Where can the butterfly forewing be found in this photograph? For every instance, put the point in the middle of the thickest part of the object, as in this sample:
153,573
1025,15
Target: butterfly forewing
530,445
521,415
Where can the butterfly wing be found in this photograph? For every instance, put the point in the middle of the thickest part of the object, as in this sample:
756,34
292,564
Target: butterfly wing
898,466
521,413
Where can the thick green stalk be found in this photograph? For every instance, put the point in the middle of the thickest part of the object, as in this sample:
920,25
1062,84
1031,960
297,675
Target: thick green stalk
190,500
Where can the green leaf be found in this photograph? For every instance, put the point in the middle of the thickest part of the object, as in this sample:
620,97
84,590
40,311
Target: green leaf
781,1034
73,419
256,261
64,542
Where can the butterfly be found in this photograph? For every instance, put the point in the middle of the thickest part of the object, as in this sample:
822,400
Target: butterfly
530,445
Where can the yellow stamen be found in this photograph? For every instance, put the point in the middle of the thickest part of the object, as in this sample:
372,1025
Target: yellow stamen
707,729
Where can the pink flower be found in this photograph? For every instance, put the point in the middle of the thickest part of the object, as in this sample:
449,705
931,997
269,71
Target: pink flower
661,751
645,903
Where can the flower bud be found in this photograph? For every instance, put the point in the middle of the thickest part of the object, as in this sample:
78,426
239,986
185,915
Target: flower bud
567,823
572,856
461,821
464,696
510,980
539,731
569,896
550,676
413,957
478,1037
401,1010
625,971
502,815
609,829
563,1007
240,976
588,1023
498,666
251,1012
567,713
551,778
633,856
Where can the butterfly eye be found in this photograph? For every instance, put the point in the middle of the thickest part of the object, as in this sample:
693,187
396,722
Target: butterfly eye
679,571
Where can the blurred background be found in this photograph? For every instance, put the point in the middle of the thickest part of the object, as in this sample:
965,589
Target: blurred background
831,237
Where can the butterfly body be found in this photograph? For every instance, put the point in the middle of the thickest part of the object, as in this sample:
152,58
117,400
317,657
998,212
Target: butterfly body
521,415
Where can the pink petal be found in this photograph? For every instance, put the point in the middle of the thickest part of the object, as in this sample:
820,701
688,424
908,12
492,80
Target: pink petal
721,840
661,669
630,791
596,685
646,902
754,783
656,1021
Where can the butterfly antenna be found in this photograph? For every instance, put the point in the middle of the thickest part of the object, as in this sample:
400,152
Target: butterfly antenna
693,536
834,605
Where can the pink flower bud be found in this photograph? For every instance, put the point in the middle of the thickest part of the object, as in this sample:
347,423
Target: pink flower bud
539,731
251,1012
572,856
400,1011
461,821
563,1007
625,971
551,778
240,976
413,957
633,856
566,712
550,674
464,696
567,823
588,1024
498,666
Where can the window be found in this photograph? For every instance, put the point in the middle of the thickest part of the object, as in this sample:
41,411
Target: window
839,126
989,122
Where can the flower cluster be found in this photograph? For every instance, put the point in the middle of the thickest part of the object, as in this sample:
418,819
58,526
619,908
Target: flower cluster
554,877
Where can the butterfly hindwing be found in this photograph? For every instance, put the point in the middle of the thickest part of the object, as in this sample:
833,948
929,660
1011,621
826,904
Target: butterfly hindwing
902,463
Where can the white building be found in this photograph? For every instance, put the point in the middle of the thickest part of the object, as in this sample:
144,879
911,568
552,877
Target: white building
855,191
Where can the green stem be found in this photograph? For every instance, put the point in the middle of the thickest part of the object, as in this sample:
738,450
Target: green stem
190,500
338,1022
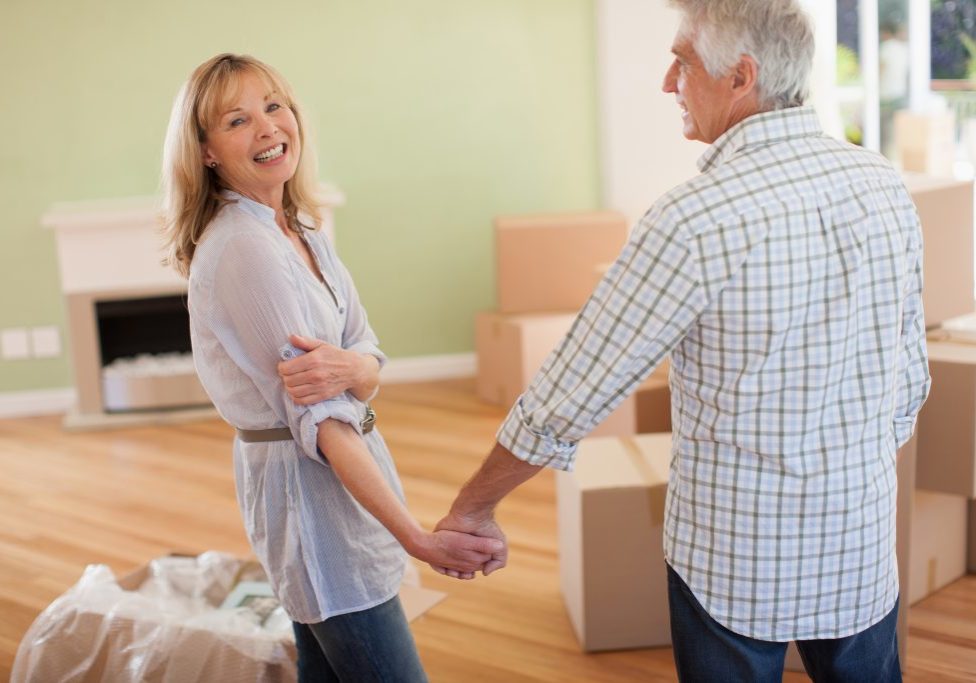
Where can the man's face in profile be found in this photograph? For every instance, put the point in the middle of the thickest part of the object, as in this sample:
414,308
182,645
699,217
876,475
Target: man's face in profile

--- YOUR GOAL ---
Search term "profile": count the lines of the listing in which it appears, and give the number with nothing further.

--- SOLVED EXERCISE ---
2